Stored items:
§

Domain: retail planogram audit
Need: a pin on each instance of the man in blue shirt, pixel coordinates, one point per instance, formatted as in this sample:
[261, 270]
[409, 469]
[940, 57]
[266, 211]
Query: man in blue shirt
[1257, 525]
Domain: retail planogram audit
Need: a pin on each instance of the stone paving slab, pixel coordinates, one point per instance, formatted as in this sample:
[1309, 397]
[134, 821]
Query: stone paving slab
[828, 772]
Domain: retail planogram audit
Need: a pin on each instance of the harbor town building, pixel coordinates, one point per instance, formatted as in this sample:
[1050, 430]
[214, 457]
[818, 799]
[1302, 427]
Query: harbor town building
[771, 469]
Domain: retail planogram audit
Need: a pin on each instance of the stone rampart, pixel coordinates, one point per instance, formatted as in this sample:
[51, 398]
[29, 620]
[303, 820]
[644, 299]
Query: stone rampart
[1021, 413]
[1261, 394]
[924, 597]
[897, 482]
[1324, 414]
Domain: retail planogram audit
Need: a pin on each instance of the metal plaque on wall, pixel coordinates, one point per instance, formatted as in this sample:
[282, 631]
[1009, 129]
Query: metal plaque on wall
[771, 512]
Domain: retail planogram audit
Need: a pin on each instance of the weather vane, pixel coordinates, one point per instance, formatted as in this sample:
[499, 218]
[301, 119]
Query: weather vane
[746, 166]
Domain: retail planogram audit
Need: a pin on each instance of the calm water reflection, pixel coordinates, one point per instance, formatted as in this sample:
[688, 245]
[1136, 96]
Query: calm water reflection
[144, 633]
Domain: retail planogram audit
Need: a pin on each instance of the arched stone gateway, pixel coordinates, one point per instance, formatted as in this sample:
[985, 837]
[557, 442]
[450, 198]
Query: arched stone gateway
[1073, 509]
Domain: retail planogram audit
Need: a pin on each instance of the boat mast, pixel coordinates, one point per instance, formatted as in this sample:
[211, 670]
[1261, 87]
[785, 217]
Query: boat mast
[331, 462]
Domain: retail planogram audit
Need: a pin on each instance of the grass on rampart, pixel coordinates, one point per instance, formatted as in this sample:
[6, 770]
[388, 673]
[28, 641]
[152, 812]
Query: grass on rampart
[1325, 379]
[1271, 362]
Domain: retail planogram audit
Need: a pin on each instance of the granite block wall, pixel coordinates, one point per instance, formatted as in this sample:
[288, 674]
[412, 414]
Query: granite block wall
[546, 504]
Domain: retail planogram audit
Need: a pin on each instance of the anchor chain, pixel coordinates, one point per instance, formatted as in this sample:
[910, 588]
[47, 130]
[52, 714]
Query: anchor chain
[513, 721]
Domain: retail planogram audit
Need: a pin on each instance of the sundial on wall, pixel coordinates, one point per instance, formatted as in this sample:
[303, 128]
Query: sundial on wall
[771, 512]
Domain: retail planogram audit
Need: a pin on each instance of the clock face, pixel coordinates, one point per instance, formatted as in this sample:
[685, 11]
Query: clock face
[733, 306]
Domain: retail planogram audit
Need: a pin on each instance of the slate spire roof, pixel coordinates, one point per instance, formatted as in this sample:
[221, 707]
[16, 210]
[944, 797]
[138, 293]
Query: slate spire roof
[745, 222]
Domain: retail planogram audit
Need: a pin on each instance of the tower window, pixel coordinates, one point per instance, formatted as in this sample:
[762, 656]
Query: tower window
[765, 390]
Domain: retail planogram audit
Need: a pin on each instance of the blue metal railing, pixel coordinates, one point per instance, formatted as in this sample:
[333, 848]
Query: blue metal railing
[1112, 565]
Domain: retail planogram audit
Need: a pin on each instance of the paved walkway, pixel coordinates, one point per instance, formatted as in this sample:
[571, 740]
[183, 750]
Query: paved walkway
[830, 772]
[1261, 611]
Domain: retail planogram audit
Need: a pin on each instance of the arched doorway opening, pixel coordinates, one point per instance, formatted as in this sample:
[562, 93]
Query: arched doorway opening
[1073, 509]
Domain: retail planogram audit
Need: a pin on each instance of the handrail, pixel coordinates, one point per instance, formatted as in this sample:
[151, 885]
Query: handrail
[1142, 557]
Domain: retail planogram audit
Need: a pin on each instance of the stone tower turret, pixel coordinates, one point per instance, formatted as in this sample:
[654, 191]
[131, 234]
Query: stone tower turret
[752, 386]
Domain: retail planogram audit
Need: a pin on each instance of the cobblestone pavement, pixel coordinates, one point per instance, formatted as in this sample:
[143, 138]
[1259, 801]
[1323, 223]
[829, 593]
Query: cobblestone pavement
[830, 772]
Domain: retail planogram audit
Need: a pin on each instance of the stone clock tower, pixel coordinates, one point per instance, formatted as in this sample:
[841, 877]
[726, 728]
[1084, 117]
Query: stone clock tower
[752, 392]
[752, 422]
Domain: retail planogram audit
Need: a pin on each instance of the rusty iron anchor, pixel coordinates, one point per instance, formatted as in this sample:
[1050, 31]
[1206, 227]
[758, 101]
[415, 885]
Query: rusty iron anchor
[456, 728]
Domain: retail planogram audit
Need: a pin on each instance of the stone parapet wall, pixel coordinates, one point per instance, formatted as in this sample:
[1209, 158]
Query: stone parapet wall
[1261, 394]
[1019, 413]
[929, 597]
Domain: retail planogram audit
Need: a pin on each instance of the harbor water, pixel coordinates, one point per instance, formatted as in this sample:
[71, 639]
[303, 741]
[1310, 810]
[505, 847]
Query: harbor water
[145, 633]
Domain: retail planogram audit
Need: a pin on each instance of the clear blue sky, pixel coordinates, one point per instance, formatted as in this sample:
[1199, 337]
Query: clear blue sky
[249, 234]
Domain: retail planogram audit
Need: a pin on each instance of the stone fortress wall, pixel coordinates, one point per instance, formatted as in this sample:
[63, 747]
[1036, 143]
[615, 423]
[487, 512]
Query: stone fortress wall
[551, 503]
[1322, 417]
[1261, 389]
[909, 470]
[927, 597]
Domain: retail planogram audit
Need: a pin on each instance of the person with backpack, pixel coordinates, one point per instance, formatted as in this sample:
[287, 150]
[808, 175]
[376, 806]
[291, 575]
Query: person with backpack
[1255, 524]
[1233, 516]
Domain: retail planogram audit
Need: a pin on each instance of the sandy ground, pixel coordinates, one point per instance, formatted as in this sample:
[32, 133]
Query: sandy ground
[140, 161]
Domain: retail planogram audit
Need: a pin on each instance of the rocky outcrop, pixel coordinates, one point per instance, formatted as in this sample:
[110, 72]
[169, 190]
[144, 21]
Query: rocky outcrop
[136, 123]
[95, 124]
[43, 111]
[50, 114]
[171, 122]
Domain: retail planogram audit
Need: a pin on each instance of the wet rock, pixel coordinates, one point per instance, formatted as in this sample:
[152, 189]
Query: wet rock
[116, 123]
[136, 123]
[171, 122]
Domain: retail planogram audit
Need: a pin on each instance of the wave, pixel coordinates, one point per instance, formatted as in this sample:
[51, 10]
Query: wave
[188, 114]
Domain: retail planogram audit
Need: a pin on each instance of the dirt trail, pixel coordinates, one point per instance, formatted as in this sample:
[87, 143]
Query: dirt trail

§

§ EXERCISE BRIEF
Each line above that carries the string "dirt" has to be returned.

§ ANSWER BOX
Need: a pin on each instance of the dirt trail, pixel coordinates, one point per instance, formatted as in this sample:
Query: dirt trail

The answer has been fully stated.